▶ [WORK ORDER]
Pick every line from the data below that contains the string "white" and copy it.

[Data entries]
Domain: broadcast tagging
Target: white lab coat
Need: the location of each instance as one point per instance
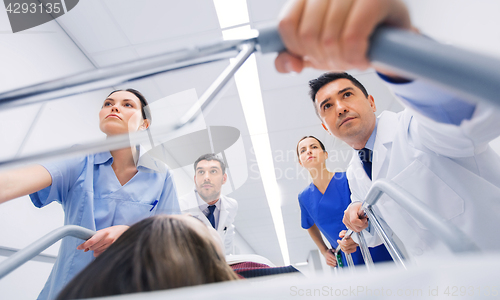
(450, 168)
(225, 227)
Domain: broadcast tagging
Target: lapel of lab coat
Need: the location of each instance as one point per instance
(386, 129)
(222, 215)
(190, 205)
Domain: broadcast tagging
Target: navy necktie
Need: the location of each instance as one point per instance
(210, 215)
(365, 155)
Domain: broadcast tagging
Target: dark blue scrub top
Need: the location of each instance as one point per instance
(327, 211)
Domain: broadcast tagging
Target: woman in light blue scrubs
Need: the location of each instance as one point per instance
(323, 202)
(106, 192)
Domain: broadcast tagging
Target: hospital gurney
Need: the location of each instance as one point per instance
(453, 237)
(26, 254)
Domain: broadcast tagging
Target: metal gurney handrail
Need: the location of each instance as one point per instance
(24, 255)
(452, 237)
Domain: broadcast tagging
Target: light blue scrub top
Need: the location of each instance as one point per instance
(92, 197)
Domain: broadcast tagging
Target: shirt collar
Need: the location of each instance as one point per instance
(145, 161)
(203, 205)
(371, 141)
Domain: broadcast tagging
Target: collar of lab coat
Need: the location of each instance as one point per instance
(386, 129)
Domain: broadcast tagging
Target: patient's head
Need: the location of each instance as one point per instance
(157, 253)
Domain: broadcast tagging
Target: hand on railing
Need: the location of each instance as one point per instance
(355, 217)
(102, 239)
(330, 258)
(347, 244)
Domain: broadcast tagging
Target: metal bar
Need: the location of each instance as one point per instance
(350, 262)
(454, 238)
(206, 99)
(471, 75)
(119, 73)
(41, 244)
(124, 140)
(364, 251)
(7, 251)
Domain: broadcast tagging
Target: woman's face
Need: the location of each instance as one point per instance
(121, 113)
(310, 153)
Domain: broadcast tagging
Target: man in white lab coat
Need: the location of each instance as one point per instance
(437, 148)
(206, 202)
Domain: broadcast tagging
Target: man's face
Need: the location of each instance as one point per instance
(209, 179)
(346, 112)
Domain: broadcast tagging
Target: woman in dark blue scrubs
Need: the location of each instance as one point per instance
(323, 202)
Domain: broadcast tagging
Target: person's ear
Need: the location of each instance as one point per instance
(372, 103)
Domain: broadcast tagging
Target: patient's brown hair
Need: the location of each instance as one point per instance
(160, 252)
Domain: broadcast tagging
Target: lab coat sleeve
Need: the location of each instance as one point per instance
(446, 124)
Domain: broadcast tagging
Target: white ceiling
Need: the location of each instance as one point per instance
(98, 33)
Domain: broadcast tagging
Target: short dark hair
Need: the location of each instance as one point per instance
(146, 111)
(316, 84)
(309, 136)
(209, 157)
(157, 253)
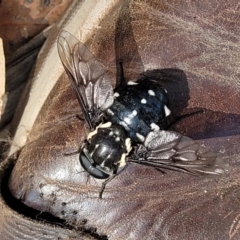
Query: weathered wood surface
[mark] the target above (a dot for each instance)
(197, 44)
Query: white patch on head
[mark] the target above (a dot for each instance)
(132, 83)
(116, 95)
(110, 112)
(134, 113)
(128, 145)
(140, 137)
(101, 125)
(122, 161)
(151, 92)
(124, 125)
(127, 120)
(154, 127)
(167, 110)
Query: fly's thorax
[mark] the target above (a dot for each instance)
(106, 148)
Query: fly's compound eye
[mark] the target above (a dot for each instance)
(88, 164)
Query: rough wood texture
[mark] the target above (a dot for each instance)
(2, 76)
(201, 41)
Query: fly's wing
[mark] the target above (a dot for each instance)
(171, 150)
(90, 82)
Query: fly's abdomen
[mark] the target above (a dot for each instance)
(140, 107)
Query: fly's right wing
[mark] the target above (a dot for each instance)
(171, 150)
(90, 82)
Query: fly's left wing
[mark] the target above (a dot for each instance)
(90, 82)
(171, 150)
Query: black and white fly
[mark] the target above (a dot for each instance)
(125, 125)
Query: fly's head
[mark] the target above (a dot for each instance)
(105, 150)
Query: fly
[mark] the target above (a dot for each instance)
(125, 124)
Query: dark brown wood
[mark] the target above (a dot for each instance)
(201, 41)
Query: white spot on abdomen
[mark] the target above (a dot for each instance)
(140, 137)
(154, 127)
(167, 111)
(116, 95)
(151, 92)
(132, 83)
(110, 112)
(134, 113)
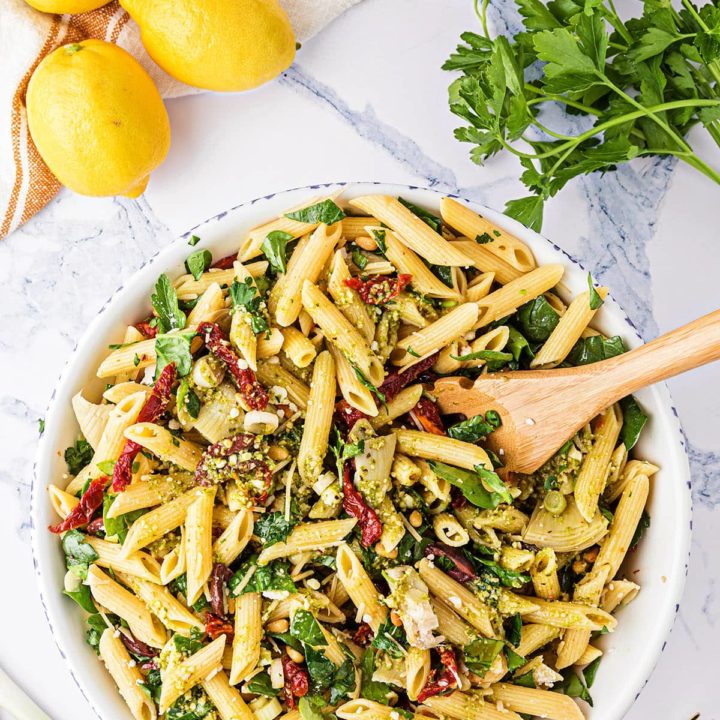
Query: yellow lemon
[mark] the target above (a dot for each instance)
(97, 119)
(221, 45)
(66, 6)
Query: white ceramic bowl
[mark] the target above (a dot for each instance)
(659, 565)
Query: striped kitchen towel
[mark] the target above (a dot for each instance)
(27, 36)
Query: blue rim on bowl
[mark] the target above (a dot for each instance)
(662, 569)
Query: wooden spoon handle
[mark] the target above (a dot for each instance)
(685, 348)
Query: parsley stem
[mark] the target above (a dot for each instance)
(614, 122)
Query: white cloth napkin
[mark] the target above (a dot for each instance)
(26, 36)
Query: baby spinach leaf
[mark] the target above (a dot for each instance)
(272, 528)
(481, 653)
(593, 349)
(174, 348)
(595, 300)
(323, 212)
(475, 428)
(634, 420)
(274, 247)
(537, 319)
(388, 637)
(78, 456)
(198, 262)
(165, 302)
(306, 628)
(79, 554)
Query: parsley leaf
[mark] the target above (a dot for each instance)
(323, 212)
(165, 303)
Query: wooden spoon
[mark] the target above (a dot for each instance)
(542, 409)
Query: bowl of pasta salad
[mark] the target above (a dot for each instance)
(248, 506)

▶ [EXERCISE RESPONSE]
Target: white lab coat
Target: man in white lab coat
Target: white ceiling
Query: white patch on head
Query: black and white fly
Query: white spot on abdomen
Query: white ceramic bowl
Query: white cloth napkin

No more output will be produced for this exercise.